What is required - Produce an exact copy of the lines from the line that contains "Would you kindly locate the town" to the end of the listing below.

BEGIN Data section

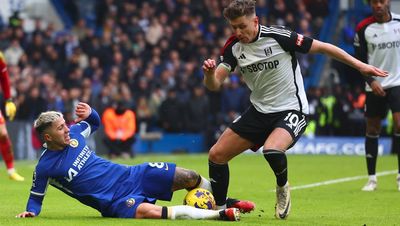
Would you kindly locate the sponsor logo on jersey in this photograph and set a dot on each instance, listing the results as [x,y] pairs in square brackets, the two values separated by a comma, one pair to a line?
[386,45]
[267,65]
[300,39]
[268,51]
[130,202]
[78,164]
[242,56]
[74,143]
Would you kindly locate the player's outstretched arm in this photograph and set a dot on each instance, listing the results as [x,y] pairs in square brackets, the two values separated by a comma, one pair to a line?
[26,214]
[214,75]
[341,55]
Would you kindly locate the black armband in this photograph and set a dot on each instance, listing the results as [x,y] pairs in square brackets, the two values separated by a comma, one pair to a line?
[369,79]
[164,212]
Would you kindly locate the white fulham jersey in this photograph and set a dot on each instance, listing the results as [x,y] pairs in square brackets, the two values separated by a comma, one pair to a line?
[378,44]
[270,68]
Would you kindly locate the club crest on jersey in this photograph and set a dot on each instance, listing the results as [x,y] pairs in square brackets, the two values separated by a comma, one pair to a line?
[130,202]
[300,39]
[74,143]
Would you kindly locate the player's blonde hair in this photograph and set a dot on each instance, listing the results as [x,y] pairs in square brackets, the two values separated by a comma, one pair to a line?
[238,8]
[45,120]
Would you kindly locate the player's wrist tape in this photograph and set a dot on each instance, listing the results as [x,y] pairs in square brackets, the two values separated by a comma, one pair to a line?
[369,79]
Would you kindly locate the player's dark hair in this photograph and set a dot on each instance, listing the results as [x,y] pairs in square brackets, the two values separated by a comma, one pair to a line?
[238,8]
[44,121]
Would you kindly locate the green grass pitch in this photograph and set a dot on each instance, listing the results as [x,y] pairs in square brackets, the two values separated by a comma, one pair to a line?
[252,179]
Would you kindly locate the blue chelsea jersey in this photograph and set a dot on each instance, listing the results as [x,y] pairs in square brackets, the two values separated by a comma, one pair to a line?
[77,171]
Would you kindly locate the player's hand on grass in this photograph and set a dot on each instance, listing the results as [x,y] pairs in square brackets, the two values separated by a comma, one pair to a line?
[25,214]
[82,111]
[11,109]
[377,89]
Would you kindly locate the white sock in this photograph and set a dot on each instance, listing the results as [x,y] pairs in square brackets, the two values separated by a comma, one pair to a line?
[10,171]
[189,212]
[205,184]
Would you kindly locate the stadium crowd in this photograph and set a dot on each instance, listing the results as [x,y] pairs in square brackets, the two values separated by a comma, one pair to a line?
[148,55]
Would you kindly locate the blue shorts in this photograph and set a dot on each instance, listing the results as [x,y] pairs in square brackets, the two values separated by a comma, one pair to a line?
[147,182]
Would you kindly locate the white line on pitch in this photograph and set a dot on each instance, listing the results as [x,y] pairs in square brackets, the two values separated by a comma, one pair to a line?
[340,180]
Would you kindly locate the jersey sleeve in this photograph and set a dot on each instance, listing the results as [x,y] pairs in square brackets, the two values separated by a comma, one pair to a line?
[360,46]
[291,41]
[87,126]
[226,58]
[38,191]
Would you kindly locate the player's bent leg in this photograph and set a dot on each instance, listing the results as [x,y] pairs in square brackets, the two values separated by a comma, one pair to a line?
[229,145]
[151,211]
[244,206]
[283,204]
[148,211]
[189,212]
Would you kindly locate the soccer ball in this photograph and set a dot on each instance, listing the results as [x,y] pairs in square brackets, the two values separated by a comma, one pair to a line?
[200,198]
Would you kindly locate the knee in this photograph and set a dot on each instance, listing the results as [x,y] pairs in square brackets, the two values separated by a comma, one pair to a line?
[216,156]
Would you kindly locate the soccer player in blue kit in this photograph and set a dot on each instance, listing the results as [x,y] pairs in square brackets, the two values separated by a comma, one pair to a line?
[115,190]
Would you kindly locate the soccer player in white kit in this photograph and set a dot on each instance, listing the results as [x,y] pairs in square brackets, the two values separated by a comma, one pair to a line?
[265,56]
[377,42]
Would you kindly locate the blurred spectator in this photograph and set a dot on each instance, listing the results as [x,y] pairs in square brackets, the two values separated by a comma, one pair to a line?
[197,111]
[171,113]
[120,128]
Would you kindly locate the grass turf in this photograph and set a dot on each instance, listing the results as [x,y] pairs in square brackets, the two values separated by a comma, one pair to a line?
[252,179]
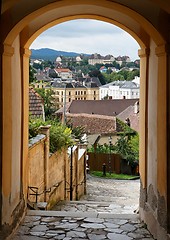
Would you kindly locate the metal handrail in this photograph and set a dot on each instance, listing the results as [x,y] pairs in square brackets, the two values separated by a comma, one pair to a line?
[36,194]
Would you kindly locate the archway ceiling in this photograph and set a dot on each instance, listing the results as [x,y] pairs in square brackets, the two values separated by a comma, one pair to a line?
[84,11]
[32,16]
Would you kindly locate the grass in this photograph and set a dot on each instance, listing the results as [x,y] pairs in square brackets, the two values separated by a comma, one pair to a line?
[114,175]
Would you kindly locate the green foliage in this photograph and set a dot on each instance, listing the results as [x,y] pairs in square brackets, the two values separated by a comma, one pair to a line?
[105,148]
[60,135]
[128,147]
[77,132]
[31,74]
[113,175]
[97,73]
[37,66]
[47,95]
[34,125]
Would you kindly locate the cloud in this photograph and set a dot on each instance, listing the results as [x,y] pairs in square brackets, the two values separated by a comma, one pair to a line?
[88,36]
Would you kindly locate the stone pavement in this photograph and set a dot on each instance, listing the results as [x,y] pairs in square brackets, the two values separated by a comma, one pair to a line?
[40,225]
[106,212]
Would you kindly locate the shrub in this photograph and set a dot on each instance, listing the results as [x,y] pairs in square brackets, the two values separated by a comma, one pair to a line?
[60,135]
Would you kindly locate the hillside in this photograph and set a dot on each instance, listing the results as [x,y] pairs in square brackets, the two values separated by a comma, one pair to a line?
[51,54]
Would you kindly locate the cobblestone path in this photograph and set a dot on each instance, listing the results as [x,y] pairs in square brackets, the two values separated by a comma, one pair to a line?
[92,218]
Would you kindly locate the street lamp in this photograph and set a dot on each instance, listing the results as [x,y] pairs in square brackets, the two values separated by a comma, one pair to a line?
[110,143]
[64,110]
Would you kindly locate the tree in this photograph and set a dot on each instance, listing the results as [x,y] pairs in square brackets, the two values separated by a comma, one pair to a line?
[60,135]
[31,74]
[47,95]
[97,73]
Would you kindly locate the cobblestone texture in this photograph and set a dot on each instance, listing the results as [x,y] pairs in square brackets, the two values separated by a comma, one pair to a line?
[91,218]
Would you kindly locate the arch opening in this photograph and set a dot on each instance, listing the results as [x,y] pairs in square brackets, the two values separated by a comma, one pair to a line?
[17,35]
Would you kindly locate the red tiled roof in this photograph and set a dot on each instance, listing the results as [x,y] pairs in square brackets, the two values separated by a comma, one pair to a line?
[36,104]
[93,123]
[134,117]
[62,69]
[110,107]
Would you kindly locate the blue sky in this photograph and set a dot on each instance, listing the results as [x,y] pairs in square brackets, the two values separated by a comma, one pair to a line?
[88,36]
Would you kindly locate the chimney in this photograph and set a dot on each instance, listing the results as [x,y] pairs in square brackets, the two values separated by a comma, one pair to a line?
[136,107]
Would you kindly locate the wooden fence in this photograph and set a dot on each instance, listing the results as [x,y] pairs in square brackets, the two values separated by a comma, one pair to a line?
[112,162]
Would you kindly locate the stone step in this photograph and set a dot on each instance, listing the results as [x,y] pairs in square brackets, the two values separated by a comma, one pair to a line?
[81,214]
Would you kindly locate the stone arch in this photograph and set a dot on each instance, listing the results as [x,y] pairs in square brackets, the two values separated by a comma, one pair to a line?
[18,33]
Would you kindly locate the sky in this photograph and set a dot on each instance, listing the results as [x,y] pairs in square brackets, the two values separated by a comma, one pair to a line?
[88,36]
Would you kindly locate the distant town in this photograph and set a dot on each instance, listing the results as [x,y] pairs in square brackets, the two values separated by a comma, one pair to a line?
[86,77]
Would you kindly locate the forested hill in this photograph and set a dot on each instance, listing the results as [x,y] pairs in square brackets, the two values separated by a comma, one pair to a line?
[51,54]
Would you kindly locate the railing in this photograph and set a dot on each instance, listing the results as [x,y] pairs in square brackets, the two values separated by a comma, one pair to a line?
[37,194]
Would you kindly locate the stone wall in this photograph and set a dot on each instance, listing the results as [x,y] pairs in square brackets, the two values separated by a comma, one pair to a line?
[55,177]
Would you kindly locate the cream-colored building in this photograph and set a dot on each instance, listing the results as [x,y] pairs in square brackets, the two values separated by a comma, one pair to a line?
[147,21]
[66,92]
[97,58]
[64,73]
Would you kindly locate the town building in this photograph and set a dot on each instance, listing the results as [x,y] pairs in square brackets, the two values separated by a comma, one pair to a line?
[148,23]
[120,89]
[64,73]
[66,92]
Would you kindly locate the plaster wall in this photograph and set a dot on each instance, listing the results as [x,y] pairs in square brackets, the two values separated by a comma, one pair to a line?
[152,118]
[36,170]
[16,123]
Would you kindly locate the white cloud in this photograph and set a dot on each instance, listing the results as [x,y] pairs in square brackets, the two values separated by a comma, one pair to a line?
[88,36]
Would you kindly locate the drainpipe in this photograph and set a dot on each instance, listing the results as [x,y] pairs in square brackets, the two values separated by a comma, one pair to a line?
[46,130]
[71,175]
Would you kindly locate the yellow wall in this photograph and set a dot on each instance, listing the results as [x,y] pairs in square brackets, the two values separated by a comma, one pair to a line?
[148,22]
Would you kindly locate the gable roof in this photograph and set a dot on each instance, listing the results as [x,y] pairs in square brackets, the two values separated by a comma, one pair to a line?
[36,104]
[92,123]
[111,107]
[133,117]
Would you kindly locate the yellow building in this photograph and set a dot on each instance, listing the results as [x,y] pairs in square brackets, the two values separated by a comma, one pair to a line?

END Data section

Correct answer -
Would you kindly locate the town building in this photograph and set a dot on each instance, listing the results as [x,y] pairs in square brackets, the two values separated by a comma, one pair to a line?
[148,23]
[120,89]
[64,73]
[66,92]
Would you kindly locate the plaster wall in this photograph and set a dot on each instance, listing the results as [x,y] pairs in square brackets, the two values separated by a comma, one pair to a line?
[152,118]
[36,170]
[16,123]
Would you kindly locate the white cloud in this photograph and set a dot on each instance, listing the results as [x,y] pairs in square brackets, the two values separated by a comma, one pair to a line?
[88,36]
Would you kindly locate the drainpipe in this photograph and set a dot on each instance, listing the results as [x,y] pairs in square brackets, the two values separated by a comma, one pair to a line?
[46,130]
[71,175]
Would you kindly locate the yellow wall in this photograph and set a dot on each instance, listing the results as [x,y] pairs in square brackets, the two values separated by a comma, one pair to a line?
[148,22]
Would you kindly locate the gable roof in this photograph and set a dot on each instance, listing the results as [x,y] pairs in square brackets, the two values separated by a comma, one pair to a line?
[36,104]
[92,123]
[111,107]
[133,117]
Would you kindly locate the yellow building in this photograph and set a dot on each instance, listing the results as [x,y] pairs in square brackets, the two values separated by a comma, one pair to a line?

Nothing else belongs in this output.